• Passage given:

## Begin

But capturing data and feedback from social housing tenants is notoriously tricky. This can be due to the range of ways tenants prefer to communicate (from digital tools to landlines, physical post and in-person) as well as limited willingness to engage with authorities. This means that tenant perspectives are frequently unheard.
As customers, if we purchase a product and something is wrong, we know we have consumer rights and can have the complaint acted upon. The social housing sector is different. It has become increasingly stigmatised, resulting in areas of social housing being associated with higher crime rates, social deprivation and inequality, mental health issues and addiction.
Consequently, social housing tenants include vulnerable people on low incomes, who often experience digital inequality and less agency and control over their home environment. They rely on social housing stock availability and on landlords for the state of repair of their home.
While tenants can of course raise concerns over quality and maintenance with their housing provider, their voice has frequently gone unheard, as exemplified by the case of Awaab’s parents. But it shouldn’t be difficult to change this.
My colleague and I share a longstanding interest in social housing service performance. We wanted to understand how technology might support improvement in the sector and help guard against issues like the ones mentioned above.
Social housing is not typically associated with high technology, due to the financial constraints typical across the public sector, combined with a sometimes limited appetite for innovation. Yet the potential opportunities to use tech to improve the tenant experience appeared bountiful. Or at least, that’s what we thought.
Our research was designed to explore how tenants’ future experiences of social housing might be improved through the application of technology. We collected data from 35 experts from global tech organisations, including Amazon Web Services, as well as organisations dealing with social housing policy, senior social housing leaders (chief executives, directors or heads of service), frontline staff and tenants.
While we weren’t surprised by the broad improvement areas identified (around property standards, service delivery, integration of technology and empowerment), we did not expect that so many of the issues could be solved with low-tech (or even no-tech) solutions.
We used the Delphi method, which is a way of getting an overall picture of the future by aggregating responses from experts in different disciplines. We asked how each expert thought the “tenant of the future” might look.
In our findings, it emerged that they believed customers (that is to say, tenants) will have higher expectations in a number of areas associated with their housing.
1. Property standards
This emphasised the need for decent homes. This means social housing organisations and landlords being more aware of the quality of their properties and, in particular, paying greater attention to insulation to help with the cost of living.
2. Human-centred services
This would emphasise the importance of a contact model where tenants can raise concerns or complaints face to face through a designated housing officer. This theme also suggested that re-evaluating the core purpose of social housing would be helpful, including the role of and contribution to the wider community.

## End

• Information provided:
## Begin

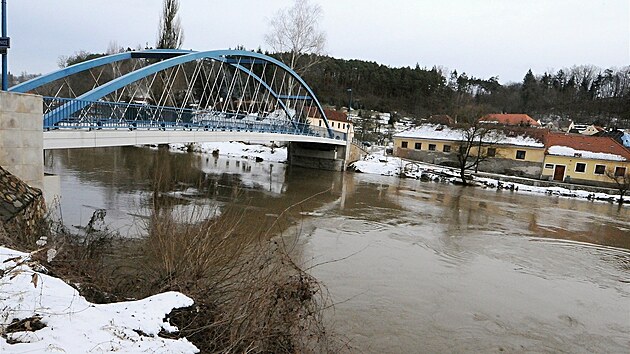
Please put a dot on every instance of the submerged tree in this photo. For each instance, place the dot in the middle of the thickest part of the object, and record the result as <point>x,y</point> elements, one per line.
<point>295,35</point>
<point>170,32</point>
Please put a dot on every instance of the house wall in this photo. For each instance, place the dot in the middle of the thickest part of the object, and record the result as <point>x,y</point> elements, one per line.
<point>504,162</point>
<point>588,176</point>
<point>340,127</point>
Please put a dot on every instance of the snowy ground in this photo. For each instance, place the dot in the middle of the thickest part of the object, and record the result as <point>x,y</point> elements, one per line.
<point>40,313</point>
<point>380,163</point>
<point>237,149</point>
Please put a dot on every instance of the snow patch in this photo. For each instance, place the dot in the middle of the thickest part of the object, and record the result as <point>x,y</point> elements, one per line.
<point>442,132</point>
<point>237,149</point>
<point>74,325</point>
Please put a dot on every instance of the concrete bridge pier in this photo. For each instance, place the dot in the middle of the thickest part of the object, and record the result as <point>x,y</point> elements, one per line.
<point>318,156</point>
<point>21,137</point>
<point>22,142</point>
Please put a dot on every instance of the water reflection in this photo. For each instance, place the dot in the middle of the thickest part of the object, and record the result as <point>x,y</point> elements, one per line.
<point>414,266</point>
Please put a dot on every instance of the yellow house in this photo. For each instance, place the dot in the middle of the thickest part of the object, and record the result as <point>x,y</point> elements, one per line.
<point>511,154</point>
<point>338,122</point>
<point>584,159</point>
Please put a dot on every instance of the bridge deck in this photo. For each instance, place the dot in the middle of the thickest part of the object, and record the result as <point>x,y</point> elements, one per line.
<point>68,139</point>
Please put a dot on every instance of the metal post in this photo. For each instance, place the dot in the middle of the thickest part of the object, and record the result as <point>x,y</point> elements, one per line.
<point>350,104</point>
<point>5,62</point>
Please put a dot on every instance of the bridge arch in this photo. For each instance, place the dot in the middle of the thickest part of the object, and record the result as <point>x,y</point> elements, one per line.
<point>171,58</point>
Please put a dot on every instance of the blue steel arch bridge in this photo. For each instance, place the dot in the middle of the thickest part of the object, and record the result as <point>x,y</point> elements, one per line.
<point>171,95</point>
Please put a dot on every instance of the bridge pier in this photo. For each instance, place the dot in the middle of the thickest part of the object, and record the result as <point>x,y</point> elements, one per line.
<point>317,156</point>
<point>21,137</point>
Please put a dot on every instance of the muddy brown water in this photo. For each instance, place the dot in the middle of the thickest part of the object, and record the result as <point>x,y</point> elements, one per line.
<point>412,266</point>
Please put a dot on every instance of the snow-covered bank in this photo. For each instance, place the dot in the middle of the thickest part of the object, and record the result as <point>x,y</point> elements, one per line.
<point>380,163</point>
<point>237,149</point>
<point>40,313</point>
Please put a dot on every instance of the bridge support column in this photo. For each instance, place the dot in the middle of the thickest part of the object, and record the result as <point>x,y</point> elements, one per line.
<point>21,137</point>
<point>317,156</point>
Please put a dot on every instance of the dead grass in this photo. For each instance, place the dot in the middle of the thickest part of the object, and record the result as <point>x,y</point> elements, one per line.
<point>250,294</point>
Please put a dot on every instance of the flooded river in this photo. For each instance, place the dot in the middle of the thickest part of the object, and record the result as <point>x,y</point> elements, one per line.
<point>412,266</point>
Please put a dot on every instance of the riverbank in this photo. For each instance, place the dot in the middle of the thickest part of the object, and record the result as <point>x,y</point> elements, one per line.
<point>378,162</point>
<point>42,313</point>
<point>257,152</point>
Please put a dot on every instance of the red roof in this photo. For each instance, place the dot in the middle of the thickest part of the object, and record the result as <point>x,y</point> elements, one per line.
<point>510,119</point>
<point>337,116</point>
<point>587,143</point>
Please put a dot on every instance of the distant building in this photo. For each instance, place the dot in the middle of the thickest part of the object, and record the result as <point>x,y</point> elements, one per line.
<point>441,119</point>
<point>518,151</point>
<point>509,119</point>
<point>592,130</point>
<point>584,159</point>
<point>510,153</point>
<point>338,121</point>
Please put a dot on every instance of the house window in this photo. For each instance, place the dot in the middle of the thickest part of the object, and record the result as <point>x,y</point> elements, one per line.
<point>580,167</point>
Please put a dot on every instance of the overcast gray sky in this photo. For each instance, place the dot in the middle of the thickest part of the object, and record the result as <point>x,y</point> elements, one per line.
<point>480,37</point>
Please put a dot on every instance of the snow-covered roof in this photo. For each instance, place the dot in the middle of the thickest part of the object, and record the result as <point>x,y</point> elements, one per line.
<point>442,132</point>
<point>567,151</point>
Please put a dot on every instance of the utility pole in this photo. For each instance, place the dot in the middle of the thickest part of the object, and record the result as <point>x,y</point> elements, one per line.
<point>4,48</point>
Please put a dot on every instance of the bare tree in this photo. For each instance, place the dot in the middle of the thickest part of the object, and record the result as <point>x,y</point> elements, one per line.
<point>295,35</point>
<point>474,145</point>
<point>621,178</point>
<point>170,32</point>
<point>476,139</point>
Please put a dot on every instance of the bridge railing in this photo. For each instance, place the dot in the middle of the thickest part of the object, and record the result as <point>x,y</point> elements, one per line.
<point>98,115</point>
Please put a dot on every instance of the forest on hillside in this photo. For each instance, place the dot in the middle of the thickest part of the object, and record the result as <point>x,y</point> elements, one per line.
<point>584,93</point>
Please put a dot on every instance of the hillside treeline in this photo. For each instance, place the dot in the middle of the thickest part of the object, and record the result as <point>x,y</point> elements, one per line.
<point>582,93</point>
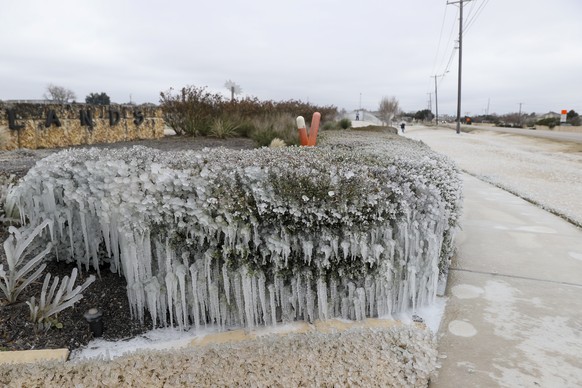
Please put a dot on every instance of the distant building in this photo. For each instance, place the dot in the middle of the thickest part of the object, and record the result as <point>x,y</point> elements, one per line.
<point>549,115</point>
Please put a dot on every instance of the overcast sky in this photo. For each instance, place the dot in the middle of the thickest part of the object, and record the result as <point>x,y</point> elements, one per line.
<point>324,51</point>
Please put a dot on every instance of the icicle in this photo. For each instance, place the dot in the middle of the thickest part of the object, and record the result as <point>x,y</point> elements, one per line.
<point>238,297</point>
<point>226,282</point>
<point>152,290</point>
<point>322,298</point>
<point>170,286</point>
<point>262,296</point>
<point>361,293</point>
<point>247,297</point>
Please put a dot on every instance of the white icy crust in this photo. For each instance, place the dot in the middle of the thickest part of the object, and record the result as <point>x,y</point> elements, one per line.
<point>357,228</point>
<point>399,357</point>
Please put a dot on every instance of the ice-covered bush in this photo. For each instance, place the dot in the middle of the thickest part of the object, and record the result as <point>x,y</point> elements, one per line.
<point>53,300</point>
<point>352,229</point>
<point>6,208</point>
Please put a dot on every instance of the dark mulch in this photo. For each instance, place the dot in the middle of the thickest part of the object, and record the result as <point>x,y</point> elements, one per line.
<point>107,293</point>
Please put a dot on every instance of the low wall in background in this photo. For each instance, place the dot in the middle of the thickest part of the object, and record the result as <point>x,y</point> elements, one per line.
<point>36,126</point>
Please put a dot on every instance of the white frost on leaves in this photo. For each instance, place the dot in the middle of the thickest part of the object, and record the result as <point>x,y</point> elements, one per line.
<point>352,229</point>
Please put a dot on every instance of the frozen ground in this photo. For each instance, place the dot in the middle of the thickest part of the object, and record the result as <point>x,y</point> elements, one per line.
<point>545,172</point>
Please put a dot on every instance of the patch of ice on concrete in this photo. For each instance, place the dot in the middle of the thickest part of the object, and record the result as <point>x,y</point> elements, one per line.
<point>547,347</point>
<point>462,329</point>
<point>536,229</point>
<point>467,291</point>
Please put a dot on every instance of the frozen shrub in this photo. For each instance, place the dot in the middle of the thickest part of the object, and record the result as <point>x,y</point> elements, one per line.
<point>277,143</point>
<point>281,126</point>
<point>6,207</point>
<point>53,300</point>
<point>355,228</point>
<point>223,128</point>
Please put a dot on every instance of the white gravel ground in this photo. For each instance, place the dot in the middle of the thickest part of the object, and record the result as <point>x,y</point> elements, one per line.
<point>545,172</point>
<point>397,357</point>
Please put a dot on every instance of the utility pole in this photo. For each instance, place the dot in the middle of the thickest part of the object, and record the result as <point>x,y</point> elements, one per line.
<point>430,101</point>
<point>436,96</point>
<point>460,2</point>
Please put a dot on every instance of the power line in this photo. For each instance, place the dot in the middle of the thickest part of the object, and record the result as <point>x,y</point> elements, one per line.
<point>461,3</point>
<point>471,21</point>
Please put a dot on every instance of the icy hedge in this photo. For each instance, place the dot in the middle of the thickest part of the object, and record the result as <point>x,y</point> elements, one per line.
<point>254,237</point>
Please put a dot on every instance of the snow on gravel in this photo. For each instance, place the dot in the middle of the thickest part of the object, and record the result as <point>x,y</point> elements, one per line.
<point>545,172</point>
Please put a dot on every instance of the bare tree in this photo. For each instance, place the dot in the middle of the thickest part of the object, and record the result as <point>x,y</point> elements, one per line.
<point>388,108</point>
<point>59,94</point>
<point>234,89</point>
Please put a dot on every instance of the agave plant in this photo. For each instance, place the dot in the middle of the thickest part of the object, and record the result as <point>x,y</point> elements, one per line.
<point>51,303</point>
<point>7,208</point>
<point>16,278</point>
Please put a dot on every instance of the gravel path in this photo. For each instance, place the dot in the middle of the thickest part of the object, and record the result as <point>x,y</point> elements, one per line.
<point>545,172</point>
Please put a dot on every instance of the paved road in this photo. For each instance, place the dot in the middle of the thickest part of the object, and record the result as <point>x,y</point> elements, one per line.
<point>575,137</point>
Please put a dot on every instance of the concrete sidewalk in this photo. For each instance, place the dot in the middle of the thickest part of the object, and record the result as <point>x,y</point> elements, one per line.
<point>514,311</point>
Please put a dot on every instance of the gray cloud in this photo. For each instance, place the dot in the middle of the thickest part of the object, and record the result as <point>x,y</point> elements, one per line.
<point>325,51</point>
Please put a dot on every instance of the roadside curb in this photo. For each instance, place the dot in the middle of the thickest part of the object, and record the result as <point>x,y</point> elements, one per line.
<point>33,356</point>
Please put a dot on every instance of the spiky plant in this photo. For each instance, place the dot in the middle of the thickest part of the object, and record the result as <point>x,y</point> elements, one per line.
<point>17,246</point>
<point>223,128</point>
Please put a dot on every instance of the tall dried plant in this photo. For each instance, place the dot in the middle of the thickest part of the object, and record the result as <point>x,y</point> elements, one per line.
<point>51,303</point>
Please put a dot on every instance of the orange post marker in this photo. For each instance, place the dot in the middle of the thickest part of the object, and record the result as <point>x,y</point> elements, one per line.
<point>304,138</point>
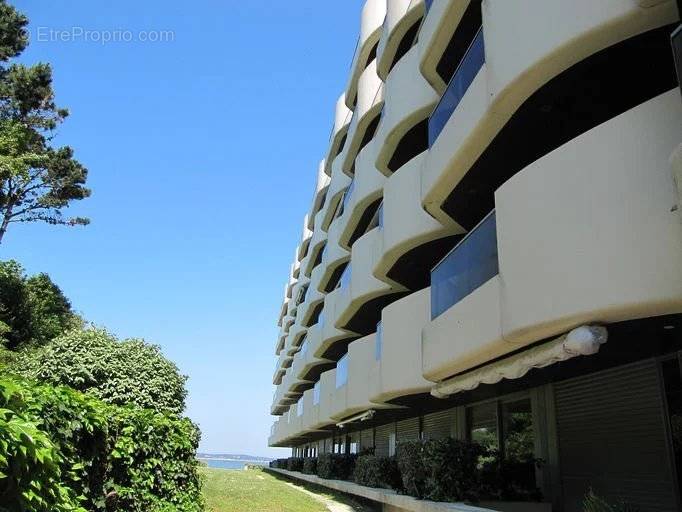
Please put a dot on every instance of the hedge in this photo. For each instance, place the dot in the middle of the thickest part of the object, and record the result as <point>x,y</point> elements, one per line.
<point>64,451</point>
<point>373,471</point>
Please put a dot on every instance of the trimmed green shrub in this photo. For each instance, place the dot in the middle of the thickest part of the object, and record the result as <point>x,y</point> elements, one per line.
<point>310,466</point>
<point>450,470</point>
<point>372,471</point>
<point>409,455</point>
<point>65,451</point>
<point>295,464</point>
<point>335,466</point>
<point>117,372</point>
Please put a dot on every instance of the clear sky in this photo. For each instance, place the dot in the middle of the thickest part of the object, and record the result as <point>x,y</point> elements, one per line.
<point>202,154</point>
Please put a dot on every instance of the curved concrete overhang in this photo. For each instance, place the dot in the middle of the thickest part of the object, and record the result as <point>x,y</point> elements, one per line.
<point>437,29</point>
<point>367,189</point>
<point>518,63</point>
<point>334,255</point>
<point>371,25</point>
<point>370,103</point>
<point>401,15</point>
<point>409,100</point>
<point>342,118</point>
<point>337,187</point>
<point>406,224</point>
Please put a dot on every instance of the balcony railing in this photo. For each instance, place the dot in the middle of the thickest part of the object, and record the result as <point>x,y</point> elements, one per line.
<point>378,342</point>
<point>676,40</point>
<point>469,265</point>
<point>316,393</point>
<point>466,71</point>
<point>344,281</point>
<point>348,194</point>
<point>342,372</point>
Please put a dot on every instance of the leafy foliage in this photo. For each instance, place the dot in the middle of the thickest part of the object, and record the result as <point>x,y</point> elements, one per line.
<point>310,466</point>
<point>65,451</point>
<point>37,181</point>
<point>94,361</point>
<point>33,309</point>
<point>373,471</point>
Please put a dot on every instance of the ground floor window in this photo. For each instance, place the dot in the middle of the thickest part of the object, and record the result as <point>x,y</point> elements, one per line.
<point>505,428</point>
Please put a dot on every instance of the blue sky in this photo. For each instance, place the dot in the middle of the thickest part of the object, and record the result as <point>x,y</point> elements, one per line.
<point>197,149</point>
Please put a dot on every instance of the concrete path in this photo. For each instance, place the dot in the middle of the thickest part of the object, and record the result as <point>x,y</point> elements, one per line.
<point>331,504</point>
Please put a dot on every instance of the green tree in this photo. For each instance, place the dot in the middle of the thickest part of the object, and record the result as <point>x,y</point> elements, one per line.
<point>37,181</point>
<point>129,372</point>
<point>33,309</point>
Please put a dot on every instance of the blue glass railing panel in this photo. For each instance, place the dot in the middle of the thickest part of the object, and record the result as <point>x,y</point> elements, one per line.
<point>316,393</point>
<point>378,343</point>
<point>467,70</point>
<point>469,265</point>
<point>342,372</point>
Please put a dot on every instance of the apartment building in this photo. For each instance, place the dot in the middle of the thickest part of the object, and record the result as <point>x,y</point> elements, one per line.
<point>496,233</point>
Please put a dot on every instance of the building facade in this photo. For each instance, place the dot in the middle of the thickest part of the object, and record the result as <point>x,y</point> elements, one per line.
<point>494,246</point>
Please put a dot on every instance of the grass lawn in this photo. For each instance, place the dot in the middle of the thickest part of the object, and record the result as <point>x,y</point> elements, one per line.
<point>255,491</point>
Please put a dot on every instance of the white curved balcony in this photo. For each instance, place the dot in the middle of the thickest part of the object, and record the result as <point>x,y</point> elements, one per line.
<point>398,349</point>
<point>321,186</point>
<point>305,359</point>
<point>366,189</point>
<point>401,15</point>
<point>337,187</point>
<point>317,244</point>
<point>314,297</point>
<point>296,334</point>
<point>342,118</point>
<point>327,390</point>
<point>603,253</point>
<point>330,333</point>
<point>353,373</point>
<point>370,102</point>
<point>406,225</point>
<point>409,100</point>
<point>361,286</point>
<point>334,255</point>
<point>371,25</point>
<point>305,239</point>
<point>517,64</point>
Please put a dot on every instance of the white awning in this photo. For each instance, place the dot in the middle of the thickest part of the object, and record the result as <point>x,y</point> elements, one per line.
<point>583,341</point>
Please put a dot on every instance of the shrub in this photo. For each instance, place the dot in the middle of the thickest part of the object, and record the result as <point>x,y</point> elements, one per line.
<point>295,464</point>
<point>335,466</point>
<point>409,455</point>
<point>450,469</point>
<point>310,465</point>
<point>120,373</point>
<point>372,471</point>
<point>59,444</point>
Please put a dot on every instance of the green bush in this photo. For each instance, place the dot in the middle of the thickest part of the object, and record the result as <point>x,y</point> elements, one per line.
<point>410,459</point>
<point>65,451</point>
<point>117,372</point>
<point>295,464</point>
<point>450,469</point>
<point>335,466</point>
<point>372,471</point>
<point>310,466</point>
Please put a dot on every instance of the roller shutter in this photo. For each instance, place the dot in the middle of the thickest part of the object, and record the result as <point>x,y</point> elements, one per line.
<point>382,434</point>
<point>408,430</point>
<point>367,439</point>
<point>611,438</point>
<point>439,425</point>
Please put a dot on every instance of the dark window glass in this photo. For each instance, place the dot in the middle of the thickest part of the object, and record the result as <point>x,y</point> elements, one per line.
<point>469,265</point>
<point>464,75</point>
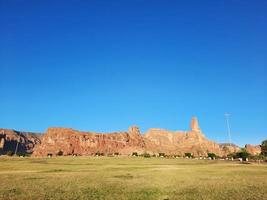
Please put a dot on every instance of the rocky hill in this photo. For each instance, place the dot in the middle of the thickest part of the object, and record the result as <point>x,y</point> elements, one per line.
<point>26,141</point>
<point>68,142</point>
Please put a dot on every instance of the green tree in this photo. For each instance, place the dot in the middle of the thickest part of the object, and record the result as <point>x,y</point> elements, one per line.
<point>189,155</point>
<point>242,154</point>
<point>264,148</point>
<point>212,155</point>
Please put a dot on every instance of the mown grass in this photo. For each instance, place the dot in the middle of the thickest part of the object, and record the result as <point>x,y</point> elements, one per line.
<point>129,178</point>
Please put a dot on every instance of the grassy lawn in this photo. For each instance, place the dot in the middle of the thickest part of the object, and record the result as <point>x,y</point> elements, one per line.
<point>130,178</point>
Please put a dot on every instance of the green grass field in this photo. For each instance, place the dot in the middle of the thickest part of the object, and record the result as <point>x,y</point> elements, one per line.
<point>130,178</point>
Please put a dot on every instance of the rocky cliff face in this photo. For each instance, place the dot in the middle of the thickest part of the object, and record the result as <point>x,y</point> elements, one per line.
<point>26,141</point>
<point>68,142</point>
<point>253,150</point>
<point>180,142</point>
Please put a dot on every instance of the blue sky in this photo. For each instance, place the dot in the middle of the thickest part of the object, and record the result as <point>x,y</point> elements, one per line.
<point>106,65</point>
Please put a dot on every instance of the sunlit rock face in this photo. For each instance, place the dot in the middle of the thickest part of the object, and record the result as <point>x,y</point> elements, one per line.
<point>72,142</point>
<point>253,149</point>
<point>24,142</point>
<point>180,142</point>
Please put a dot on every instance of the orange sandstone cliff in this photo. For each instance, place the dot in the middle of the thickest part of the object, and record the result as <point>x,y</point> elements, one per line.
<point>71,142</point>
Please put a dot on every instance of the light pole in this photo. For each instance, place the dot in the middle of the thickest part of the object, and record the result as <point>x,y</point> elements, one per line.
<point>228,128</point>
<point>17,144</point>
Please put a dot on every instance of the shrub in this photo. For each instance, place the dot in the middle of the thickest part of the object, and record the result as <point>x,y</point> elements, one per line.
<point>146,155</point>
<point>242,154</point>
<point>10,153</point>
<point>189,155</point>
<point>161,154</point>
<point>23,154</point>
<point>134,154</point>
<point>60,153</point>
<point>212,155</point>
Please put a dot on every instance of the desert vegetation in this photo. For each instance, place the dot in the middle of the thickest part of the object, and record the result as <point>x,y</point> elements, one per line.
<point>130,178</point>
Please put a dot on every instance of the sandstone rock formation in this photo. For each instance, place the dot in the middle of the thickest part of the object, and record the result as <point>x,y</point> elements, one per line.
<point>228,148</point>
<point>26,141</point>
<point>71,142</point>
<point>180,142</point>
<point>253,150</point>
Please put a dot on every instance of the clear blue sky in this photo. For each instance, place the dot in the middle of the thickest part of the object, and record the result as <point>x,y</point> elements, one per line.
<point>105,65</point>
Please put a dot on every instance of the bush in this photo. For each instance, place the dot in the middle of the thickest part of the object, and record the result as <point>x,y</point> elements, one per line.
<point>161,154</point>
<point>242,154</point>
<point>146,155</point>
<point>10,153</point>
<point>23,154</point>
<point>189,155</point>
<point>134,154</point>
<point>60,153</point>
<point>212,155</point>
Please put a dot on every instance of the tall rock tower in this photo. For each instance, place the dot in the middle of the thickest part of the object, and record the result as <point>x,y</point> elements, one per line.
<point>194,125</point>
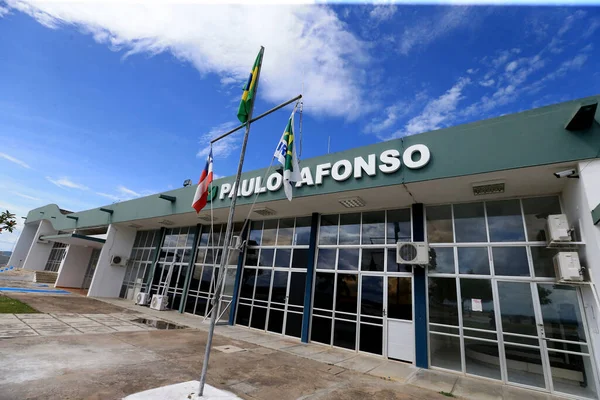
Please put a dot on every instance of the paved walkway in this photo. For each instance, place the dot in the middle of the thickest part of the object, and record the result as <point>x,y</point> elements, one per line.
<point>338,360</point>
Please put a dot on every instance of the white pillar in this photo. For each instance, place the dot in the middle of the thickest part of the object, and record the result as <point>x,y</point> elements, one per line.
<point>107,279</point>
<point>39,252</point>
<point>17,258</point>
<point>73,267</point>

## End

• Task list:
a. Please print these lines of the records exactly as they appear, starting at the line that contains "Please put a dot on every instance of the rocky hill" and stopping after the line that contains "<point>106,65</point>".
b. Carry on the social housing passage after its last sentence.
The records have nothing to do with the social housing passage.

• Answers to the problems:
a.
Please put a dot on every instance of the rocky hill in this photo. For each instance, place the dot in the middle of the thickest part of the object, and record the result as <point>x,y</point> elements, one per line.
<point>26,141</point>
<point>68,142</point>
Please put a dot on every instance of the green tree in this photo. For each instance, place the dot in the middle of the thickest part of the object, and record the result as <point>x,y</point> elements, one per line.
<point>189,155</point>
<point>242,154</point>
<point>264,148</point>
<point>212,155</point>
Please put a dot on every instance of the mown grass in this photo. For each instance, place the dot in the middle of the thickest part of the object, and record the result as <point>x,y</point> elements, one per line.
<point>129,178</point>
Please put a dot on every instance of the grassy lawn in this photo. For each instance, place the dot in the middle of the thickest part of the object, and record the result as <point>x,y</point> elements, one per line.
<point>130,178</point>
Please put a dot on every instance of the green grass field in this photo. For each instance, place the dot in the middle of the thickest part of the object, and record the result as <point>x,y</point> elements, one per line.
<point>130,178</point>
Please put a dot on every instance of the rocky cliff face in this photo. For each instance, place the dot in the middle of the thickest part of the object, and record the result as <point>x,y</point> elements, one per line.
<point>26,141</point>
<point>68,142</point>
<point>253,150</point>
<point>180,142</point>
Please put a dot on every instance of the blue sky in this photo. For each instance, place the dot in the middle of the thickest part of the object, and record the result as <point>x,y</point> elements, one per line.
<point>106,65</point>

b.
For example, respondents suggested increasing levels of community engagement by involving tenants in decision making. This would not only increase their agency, but also help to reduce stigma and stereotypes around social housing. This is an area where low or no-tech solutions are possible. One respondent said: “Whilst digital can yield massive improvements to service delivery, it should not be a replacement for … conversations with tenants, including face-to-face engagement.”
3. Making use of technology
While we expected demands in this area to be high, suggestions were in fact surprisingly modest. Respondents suggested things like online forms or live chat functions, and the use of smart devices to reduce energy consumption, detect mould or monitor things like boilers, for example.
4. Tenant empowerment
Collecting feedback allows landlords to understand tenants’ needs and work with them to develop a more customer-centred approach to social housing.
Damp and mouldy property is one of the biggest issues in social housing.
epiximages/Shutterstock
Realisation of these humble findings doesn’t feel unattainable or spectacularly unaffordable, yet history has shown us that the sector has struggled to overcome stigma and prejudice to effect change.
So what could be done? The government is moving to build new homes at speed. While this will improve availability of housing stock nationally, it won’t address issues around the quality of existing stock without substantial investment. Greater transparency around the quality of social housing is vital, alongside more robust reporting and repair processes.
While we don’t have all the answers, the importance of direct personal contact that we uncovered in our research actually feels quite heartwarming, giving the sense that tenants’ views and concerns actually matter.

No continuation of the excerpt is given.